Aim of the task: Reproduce the following data in full, line for line, without alteration, and omit the images from your reproduction.

--- begin Records supplied ---

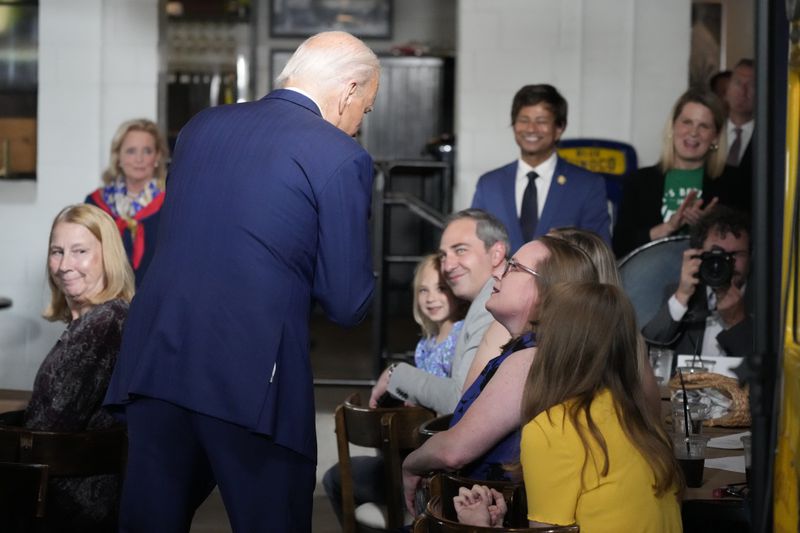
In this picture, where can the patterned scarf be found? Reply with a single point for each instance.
(115, 195)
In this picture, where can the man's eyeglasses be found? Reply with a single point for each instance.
(511, 264)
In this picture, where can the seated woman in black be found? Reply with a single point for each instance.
(484, 433)
(91, 284)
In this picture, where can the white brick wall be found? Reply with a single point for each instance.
(619, 63)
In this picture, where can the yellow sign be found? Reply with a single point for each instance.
(604, 160)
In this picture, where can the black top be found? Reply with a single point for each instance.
(640, 209)
(68, 395)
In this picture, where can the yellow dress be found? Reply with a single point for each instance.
(552, 457)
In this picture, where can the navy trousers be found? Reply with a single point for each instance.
(177, 456)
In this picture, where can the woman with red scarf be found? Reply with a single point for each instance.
(133, 190)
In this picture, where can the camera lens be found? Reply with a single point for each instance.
(716, 268)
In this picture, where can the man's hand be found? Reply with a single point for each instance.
(480, 506)
(689, 280)
(380, 387)
(730, 305)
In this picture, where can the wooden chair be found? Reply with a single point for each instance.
(392, 431)
(432, 427)
(29, 458)
(434, 522)
(445, 485)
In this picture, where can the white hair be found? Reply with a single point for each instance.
(330, 58)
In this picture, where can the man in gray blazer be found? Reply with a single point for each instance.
(472, 245)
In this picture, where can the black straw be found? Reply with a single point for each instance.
(686, 419)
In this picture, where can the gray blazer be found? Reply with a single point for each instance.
(442, 394)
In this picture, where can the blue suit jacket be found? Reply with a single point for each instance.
(267, 211)
(579, 201)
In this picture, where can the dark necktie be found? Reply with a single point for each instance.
(736, 147)
(529, 214)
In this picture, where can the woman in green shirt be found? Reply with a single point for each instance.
(690, 177)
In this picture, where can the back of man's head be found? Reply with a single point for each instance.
(328, 59)
(488, 228)
(542, 93)
(722, 220)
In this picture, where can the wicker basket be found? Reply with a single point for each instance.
(738, 413)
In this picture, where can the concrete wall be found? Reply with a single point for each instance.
(97, 67)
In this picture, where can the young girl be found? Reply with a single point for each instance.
(439, 313)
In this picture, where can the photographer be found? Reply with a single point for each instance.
(708, 313)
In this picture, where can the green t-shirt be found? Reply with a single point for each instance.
(677, 185)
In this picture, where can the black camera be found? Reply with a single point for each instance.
(716, 268)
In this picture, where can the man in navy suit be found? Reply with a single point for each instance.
(267, 212)
(541, 191)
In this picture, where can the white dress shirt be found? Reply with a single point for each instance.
(714, 323)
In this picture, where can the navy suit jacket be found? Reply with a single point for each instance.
(577, 200)
(267, 211)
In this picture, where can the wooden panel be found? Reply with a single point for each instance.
(17, 145)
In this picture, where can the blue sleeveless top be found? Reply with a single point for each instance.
(490, 465)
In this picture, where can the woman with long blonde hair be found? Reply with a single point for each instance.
(133, 188)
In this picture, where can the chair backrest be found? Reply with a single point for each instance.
(445, 485)
(29, 458)
(435, 522)
(647, 271)
(23, 491)
(432, 427)
(80, 453)
(393, 431)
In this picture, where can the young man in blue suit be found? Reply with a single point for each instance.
(266, 212)
(541, 191)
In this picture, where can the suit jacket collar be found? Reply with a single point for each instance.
(296, 98)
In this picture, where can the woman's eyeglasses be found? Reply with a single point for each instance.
(511, 264)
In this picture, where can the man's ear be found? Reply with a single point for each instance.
(497, 253)
(346, 95)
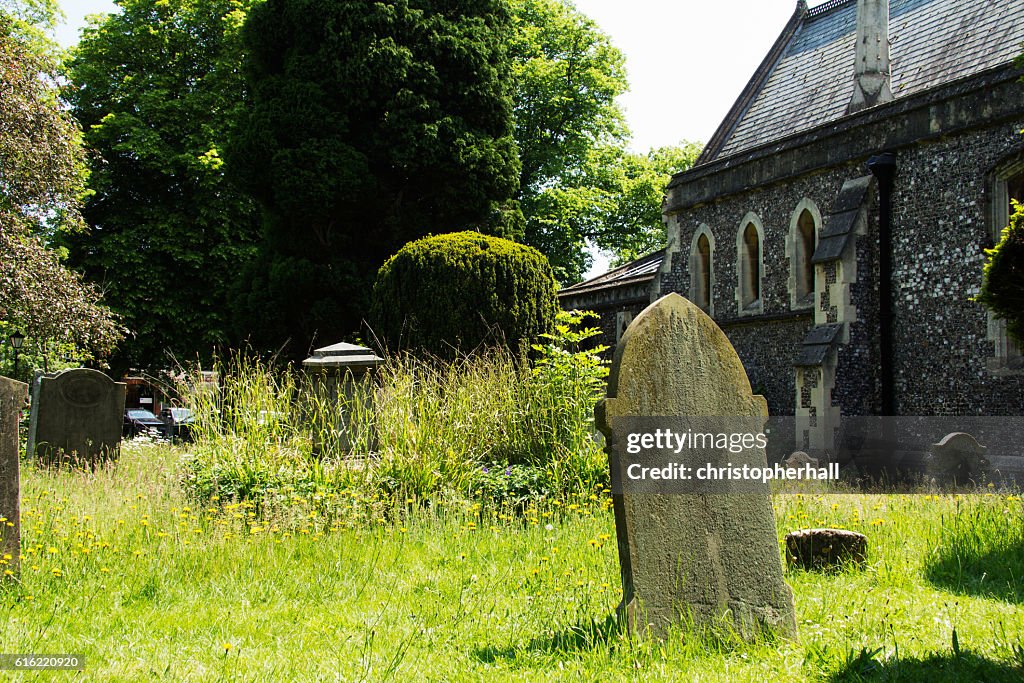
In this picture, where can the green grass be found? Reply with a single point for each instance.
(148, 587)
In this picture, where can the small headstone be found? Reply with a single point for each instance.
(694, 555)
(825, 548)
(957, 459)
(337, 374)
(799, 459)
(13, 397)
(77, 416)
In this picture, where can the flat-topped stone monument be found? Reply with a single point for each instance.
(13, 397)
(337, 373)
(77, 416)
(694, 556)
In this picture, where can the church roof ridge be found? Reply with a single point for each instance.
(806, 81)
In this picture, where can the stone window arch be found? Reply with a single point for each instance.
(804, 227)
(1006, 184)
(750, 265)
(702, 269)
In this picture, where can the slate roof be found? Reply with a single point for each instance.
(807, 79)
(640, 270)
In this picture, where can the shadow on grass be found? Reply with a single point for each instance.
(993, 571)
(582, 637)
(949, 668)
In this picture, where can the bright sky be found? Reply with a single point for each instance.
(686, 59)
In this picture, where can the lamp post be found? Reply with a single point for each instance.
(16, 340)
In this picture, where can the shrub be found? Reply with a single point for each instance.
(451, 293)
(1003, 289)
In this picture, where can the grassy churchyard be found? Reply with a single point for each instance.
(121, 566)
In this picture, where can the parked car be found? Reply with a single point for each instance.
(140, 421)
(178, 422)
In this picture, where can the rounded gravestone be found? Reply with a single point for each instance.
(700, 556)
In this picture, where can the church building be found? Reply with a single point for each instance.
(836, 224)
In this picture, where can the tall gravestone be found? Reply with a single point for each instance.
(13, 397)
(77, 415)
(699, 556)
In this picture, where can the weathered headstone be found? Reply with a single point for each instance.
(13, 397)
(699, 556)
(77, 415)
(337, 374)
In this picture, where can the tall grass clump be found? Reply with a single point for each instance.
(492, 426)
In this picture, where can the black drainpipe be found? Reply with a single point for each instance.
(883, 167)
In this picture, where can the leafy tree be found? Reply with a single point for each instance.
(41, 177)
(566, 76)
(371, 124)
(579, 185)
(156, 87)
(632, 226)
(1003, 288)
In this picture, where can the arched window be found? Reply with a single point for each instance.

--- end Records supplied ---

Solution for this problem:
In this picture, where can the patterned scarf be found? Reply with a single point for each instance.
(115, 195)
In this picture, where can the man's eyeglasses be found? Reply with a single point for each instance.
(511, 264)
In this picture, where can the seated woman in black be found? Reply with a single point for each instance.
(484, 433)
(91, 284)
In this picture, where can the white brick wall be found? Reply with a single point for each instance.
(619, 63)
In this picture, where can the yellow sign be found? Reply with a single point for each instance.
(604, 160)
In this picture, where can the black top be found? Reply with a single point for each instance.
(640, 209)
(68, 395)
In this picture, where can the yellow dress be found? Reply with a single point for each instance.
(552, 457)
In this picture, where can the navy trousers be found? Reply with a single point for each instance.
(177, 456)
In this picture, where can the woman with red scarf be found? Reply with a single point for each instance.
(133, 190)
In this picture, where can the camera lens be found? Reply with a single point for each instance.
(716, 268)
In this picture, where can the man's hand be found? Reply with a single point for each instance.
(480, 506)
(689, 280)
(380, 387)
(730, 305)
In this picture, where can the wooden chair be found? Reply with a single point for each instance.
(392, 431)
(432, 427)
(29, 458)
(434, 522)
(445, 485)
In this picture, where can the white hair be found? Reply with a single point for each instance.
(330, 58)
In this picture, where can the man in gray blazer be found? Reply with a single point for each instance.
(472, 245)
In this picture, where can the black straw be found? Reply with a single point for each instance.
(686, 419)
In this picture, where can the gray blazer be found? Reply with a single point for each instance.
(442, 394)
In this picture, where can the blue suit jacket be found? Reply with a single point for each instance.
(267, 211)
(579, 201)
In this picture, where can the dark necktie be found? Reply with a single point for each instance.
(736, 147)
(529, 214)
In this picture, where can the woman in green shirt be found? Reply with a single point for each instance.
(690, 177)
In this picture, where can the back of man's head be found? Reply with a single point for each instance.
(328, 59)
(488, 228)
(542, 93)
(722, 220)
In this picture, where can the wicker basket be found? Reply with a single point for each instance.
(738, 413)
In this picture, where can the concrete wall be found? Reply with a single point for each instance.
(97, 67)
In this picture, where can the young girl be found? Reply with a single point for each instance.
(439, 313)
In this picture, where can the photographer be found? Reply with a single point for each instance.
(708, 313)
In this picture, where can the green t-shirt be found? Reply with a single point for each instance.
(677, 185)
In this picture, where can the black camera be found? Reply with a single point for each instance.
(716, 268)
In this picture, where can the man in navy suit be found? Reply with a single point for each instance.
(267, 212)
(541, 191)
In this picture, where can the white dress shirt be found? Reply with a single point for each instance.
(714, 323)
In this picture, where can the navy suit jacket be found? Reply with a single point for each instance.
(577, 200)
(267, 211)
In this picture, where can the wooden panel be found? Reply with a single point for each instance.
(17, 145)
In this picture, where can the blue sleeveless top be found? Reply with a single point for each instance.
(490, 465)
In this picture, where can the woman with long blonde hair be found? Reply with a single point for each instance.
(133, 188)
In this picture, where can the chair backrest be found? Reply with a single point for each instance.
(445, 485)
(29, 458)
(435, 522)
(647, 271)
(23, 491)
(432, 427)
(80, 453)
(393, 431)
In this picture, where can the young man in blue suit be found? Reply with a single point for each instance.
(266, 212)
(541, 191)
In this picture, where can the suit jacket collar be found? Reply with a single point for each instance.
(296, 98)
In this picture, where can the woman's eyeglasses be found? Reply with a single point for each instance.
(511, 264)
In this picture, where can the man's ear be found? Reply with a single point for each instance.
(497, 253)
(346, 95)
In this picture, where can the green grass be found? Reply with a single point for each instance.
(148, 587)
In this picture, where can the small headstone be found? Reply with a single point for each instance.
(694, 555)
(825, 548)
(957, 459)
(337, 374)
(799, 459)
(13, 397)
(77, 416)
In this picture, where can the flat-topped stone monument be found? Reply with a single point for each instance.
(13, 397)
(337, 373)
(77, 416)
(694, 556)
In this picture, where can the church roof ridge be found? Reply with a single point for each instance.
(806, 81)
In this picture, where can the stone window arch be found? Reply with a single point for each instance.
(804, 227)
(1006, 184)
(750, 265)
(702, 269)
In this picture, where can the slate roof be found? Reply with a single point for each instance.
(807, 79)
(640, 270)
In this picture, where can the shadow on grass be found? Reply with a single point for each instance.
(993, 571)
(582, 637)
(949, 668)
In this picture, where can the bright sky be found? Reply with a single point for each instance.
(686, 59)
In this picture, where can the lamp post be found? Reply with a single point for each instance.
(16, 340)
In this picture, where can the shrub be found? Reply with a single point for each instance.
(451, 293)
(1003, 289)
In this picture, where can the grassy churchyard be found? Reply with a single point for each instance.
(121, 566)
In this picture, where can the parked car be found? Reply with a single point for each instance.
(140, 421)
(178, 422)
In this picture, where can the rounded gravestone be found? Reply with a single point for each instance.
(700, 556)
In this picture, where can the church building be found? Reply with a single point for each instance.
(836, 224)
In this picture, where can the tall gravestone be found? Reply with a single point for each instance.
(13, 397)
(77, 415)
(699, 556)
In this picture, where can the weathered headstone be found? Reply with a single point for each instance.
(13, 397)
(699, 556)
(77, 415)
(337, 374)
In this picture, where can the tall grass clump be found? Reply with a single point for each instance.
(492, 426)
In this picture, where can the black drainpipe be found? Reply with a single point for each instance.
(883, 167)
In this picture, where can the leafy tree be found? Reply with a single point for each instance.
(41, 177)
(566, 76)
(371, 124)
(579, 185)
(156, 87)
(632, 226)
(1003, 288)
In this picture, where can the arched window be found? Reply with a single point for each instance.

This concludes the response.